GIVEN DATA —

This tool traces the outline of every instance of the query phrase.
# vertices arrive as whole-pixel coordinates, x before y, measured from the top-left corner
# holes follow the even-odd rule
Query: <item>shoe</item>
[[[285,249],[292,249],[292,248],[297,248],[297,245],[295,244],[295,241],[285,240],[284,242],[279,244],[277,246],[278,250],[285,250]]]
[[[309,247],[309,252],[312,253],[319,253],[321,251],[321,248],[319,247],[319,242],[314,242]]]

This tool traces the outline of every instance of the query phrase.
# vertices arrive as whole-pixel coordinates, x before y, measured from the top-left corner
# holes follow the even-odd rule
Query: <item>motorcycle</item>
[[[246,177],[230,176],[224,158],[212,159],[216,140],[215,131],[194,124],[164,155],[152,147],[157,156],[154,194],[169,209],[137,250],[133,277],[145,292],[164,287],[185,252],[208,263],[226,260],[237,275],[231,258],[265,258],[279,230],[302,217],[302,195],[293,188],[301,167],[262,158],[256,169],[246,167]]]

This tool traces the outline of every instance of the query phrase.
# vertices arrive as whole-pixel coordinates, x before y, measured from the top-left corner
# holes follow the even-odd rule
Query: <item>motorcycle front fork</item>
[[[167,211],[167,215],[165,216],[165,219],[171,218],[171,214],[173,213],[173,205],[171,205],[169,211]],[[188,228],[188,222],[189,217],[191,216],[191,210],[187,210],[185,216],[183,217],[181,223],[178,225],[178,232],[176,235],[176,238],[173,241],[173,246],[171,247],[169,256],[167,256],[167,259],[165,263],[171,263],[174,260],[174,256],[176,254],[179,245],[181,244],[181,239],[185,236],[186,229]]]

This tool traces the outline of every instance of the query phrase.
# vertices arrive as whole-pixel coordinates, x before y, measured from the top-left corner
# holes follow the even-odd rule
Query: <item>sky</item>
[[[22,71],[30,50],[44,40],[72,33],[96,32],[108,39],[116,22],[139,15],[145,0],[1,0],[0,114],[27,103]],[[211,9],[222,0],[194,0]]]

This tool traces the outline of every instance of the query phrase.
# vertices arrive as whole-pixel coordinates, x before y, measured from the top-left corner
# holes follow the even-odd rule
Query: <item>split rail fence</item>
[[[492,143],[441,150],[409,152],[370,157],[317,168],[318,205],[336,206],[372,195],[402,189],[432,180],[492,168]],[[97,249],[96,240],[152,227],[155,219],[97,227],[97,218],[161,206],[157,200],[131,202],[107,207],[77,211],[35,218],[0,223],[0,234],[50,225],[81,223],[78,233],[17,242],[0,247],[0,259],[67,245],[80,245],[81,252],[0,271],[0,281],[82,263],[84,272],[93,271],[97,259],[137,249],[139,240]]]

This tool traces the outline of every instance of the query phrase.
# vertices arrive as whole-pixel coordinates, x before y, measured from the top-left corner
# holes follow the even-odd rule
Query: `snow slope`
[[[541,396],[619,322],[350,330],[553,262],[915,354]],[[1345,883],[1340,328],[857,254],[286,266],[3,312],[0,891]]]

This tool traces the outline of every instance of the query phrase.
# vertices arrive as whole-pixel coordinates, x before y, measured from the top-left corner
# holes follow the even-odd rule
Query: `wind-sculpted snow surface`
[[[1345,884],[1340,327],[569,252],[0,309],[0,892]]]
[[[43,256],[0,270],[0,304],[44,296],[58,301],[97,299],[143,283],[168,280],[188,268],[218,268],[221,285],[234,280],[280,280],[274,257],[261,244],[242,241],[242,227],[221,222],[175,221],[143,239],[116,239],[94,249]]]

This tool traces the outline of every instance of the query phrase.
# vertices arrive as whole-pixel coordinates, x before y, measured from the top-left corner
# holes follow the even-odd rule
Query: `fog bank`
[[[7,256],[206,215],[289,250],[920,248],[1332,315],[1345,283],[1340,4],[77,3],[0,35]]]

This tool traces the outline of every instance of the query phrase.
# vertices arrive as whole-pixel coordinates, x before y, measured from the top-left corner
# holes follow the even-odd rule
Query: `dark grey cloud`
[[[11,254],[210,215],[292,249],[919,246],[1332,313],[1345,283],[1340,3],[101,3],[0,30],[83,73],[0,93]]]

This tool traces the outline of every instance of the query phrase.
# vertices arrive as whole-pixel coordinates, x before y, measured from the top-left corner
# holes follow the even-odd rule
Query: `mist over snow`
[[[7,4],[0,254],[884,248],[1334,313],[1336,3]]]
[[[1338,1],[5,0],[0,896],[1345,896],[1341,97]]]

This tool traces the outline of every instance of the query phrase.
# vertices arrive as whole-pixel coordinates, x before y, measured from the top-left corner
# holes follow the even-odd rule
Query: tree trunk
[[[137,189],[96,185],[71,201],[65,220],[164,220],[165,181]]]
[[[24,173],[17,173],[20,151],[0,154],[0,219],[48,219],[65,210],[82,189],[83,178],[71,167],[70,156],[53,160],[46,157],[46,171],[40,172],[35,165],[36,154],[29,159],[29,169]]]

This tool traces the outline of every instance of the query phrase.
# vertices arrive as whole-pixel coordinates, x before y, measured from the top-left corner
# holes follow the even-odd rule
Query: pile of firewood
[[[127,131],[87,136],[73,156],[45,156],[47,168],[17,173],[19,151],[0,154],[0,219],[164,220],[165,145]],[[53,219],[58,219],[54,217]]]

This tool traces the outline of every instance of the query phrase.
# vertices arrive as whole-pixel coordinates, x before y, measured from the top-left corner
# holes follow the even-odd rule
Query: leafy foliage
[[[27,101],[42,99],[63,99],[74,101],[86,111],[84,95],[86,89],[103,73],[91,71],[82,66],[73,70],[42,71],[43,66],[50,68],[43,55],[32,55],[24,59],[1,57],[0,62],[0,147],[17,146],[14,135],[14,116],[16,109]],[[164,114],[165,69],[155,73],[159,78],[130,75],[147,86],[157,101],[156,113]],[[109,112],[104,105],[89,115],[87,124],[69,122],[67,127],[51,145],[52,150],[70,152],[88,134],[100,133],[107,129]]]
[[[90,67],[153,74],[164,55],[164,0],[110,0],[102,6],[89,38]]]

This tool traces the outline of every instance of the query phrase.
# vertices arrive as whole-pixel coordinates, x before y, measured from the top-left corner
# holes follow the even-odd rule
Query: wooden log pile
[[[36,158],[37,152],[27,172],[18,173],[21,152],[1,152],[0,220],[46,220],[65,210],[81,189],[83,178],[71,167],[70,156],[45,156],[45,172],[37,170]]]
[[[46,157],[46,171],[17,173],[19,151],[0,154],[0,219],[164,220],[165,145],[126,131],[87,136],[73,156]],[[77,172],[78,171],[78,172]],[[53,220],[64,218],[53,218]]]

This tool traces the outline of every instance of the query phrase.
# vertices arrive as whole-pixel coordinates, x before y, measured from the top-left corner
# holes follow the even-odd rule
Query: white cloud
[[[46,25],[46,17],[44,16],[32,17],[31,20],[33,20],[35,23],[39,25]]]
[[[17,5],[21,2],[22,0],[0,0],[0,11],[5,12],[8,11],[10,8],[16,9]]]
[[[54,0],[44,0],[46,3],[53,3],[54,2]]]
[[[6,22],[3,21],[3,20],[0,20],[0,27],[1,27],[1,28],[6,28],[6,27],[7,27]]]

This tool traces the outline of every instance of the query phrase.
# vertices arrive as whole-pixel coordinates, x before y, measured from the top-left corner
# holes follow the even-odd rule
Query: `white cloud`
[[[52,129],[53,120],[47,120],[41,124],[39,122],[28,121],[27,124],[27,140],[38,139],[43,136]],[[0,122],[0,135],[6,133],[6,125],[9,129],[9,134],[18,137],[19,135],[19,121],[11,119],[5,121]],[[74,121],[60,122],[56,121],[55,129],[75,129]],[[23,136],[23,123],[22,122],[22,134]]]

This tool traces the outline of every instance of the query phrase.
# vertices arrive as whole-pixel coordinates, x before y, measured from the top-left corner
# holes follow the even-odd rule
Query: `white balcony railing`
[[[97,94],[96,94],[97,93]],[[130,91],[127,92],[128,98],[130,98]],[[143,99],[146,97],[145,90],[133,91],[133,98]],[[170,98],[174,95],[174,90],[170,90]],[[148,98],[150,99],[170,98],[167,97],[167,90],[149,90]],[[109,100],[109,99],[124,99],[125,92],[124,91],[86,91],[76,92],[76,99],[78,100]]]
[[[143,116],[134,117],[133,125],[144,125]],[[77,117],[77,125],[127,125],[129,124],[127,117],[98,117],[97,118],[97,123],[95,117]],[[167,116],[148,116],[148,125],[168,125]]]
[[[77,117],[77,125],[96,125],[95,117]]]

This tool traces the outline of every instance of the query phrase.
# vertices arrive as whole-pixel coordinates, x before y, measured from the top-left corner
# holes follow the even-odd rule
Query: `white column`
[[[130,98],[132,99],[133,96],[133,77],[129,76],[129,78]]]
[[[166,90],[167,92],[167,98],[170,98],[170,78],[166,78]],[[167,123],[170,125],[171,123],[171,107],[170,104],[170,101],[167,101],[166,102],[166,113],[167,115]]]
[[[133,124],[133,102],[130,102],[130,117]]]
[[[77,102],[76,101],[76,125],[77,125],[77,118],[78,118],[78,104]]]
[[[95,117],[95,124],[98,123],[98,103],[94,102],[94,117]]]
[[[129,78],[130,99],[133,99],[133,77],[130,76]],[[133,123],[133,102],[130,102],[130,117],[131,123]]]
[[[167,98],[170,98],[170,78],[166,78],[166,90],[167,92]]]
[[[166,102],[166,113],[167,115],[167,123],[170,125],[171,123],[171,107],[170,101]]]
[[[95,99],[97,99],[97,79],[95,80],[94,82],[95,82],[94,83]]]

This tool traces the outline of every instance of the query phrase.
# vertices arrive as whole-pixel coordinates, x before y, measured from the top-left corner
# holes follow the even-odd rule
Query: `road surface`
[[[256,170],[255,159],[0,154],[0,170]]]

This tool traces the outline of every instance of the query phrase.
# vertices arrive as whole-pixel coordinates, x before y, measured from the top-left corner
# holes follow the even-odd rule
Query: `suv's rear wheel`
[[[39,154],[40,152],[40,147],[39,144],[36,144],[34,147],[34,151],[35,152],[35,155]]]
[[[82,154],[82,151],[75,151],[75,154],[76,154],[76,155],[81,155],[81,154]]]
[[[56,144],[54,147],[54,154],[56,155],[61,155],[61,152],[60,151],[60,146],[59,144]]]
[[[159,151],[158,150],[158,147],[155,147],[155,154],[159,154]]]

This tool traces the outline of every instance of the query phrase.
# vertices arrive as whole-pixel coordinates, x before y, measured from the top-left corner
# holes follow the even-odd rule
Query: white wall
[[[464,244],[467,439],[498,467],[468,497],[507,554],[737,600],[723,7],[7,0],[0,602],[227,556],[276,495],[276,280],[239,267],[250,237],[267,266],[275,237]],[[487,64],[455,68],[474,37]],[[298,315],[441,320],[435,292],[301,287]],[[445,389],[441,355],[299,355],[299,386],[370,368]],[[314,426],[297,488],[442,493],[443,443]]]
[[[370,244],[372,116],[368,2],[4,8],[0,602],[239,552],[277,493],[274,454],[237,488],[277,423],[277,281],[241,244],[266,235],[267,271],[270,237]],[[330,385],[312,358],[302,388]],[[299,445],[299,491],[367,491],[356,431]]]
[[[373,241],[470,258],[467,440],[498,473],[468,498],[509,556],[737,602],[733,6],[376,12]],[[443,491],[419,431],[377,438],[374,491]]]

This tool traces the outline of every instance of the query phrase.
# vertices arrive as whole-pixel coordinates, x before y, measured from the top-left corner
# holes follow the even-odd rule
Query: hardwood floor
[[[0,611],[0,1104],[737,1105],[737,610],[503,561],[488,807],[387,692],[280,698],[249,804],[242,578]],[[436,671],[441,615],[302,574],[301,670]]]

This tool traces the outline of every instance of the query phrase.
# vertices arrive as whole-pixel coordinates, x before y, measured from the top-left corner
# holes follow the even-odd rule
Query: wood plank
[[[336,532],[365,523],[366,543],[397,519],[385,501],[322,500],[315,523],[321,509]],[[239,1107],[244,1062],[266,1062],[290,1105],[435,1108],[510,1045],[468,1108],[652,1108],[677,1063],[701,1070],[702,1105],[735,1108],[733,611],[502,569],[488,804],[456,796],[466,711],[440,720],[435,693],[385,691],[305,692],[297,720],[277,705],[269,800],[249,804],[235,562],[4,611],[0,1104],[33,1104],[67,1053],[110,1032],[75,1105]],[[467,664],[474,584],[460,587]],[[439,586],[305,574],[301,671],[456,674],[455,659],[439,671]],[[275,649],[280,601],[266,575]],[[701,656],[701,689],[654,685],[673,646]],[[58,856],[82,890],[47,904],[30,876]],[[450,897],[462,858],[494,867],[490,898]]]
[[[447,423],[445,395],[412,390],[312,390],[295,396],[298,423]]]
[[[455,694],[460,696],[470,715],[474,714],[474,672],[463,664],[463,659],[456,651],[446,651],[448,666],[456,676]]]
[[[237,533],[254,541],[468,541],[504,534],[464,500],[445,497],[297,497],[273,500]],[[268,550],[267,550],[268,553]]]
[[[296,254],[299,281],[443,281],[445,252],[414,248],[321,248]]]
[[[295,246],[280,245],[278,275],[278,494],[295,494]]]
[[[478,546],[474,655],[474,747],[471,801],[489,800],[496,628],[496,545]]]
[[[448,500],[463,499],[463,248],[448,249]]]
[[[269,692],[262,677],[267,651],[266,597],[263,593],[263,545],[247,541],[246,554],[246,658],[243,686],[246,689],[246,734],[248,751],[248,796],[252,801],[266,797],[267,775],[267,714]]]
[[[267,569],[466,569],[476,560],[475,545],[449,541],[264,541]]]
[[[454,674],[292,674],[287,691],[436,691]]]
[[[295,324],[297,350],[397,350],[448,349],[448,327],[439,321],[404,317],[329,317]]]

WHAT THIS TASK INVOLVES — Please recast the records as a JSON list of strings, one string per line and blank lines left out, beginning at the first line of the records and stopping after the line that contains "Query: <item>shoe</item>".

SOLUTION TO THE EXERCISE —
[
  "This tool traces the outline of every instance of the query phrase.",
  "# vertices arrive as whole-pixel coordinates, x before y, measured from the top-left corner",
  "# holes follow the even-odd rule",
  "Query: <item>shoe</item>"
]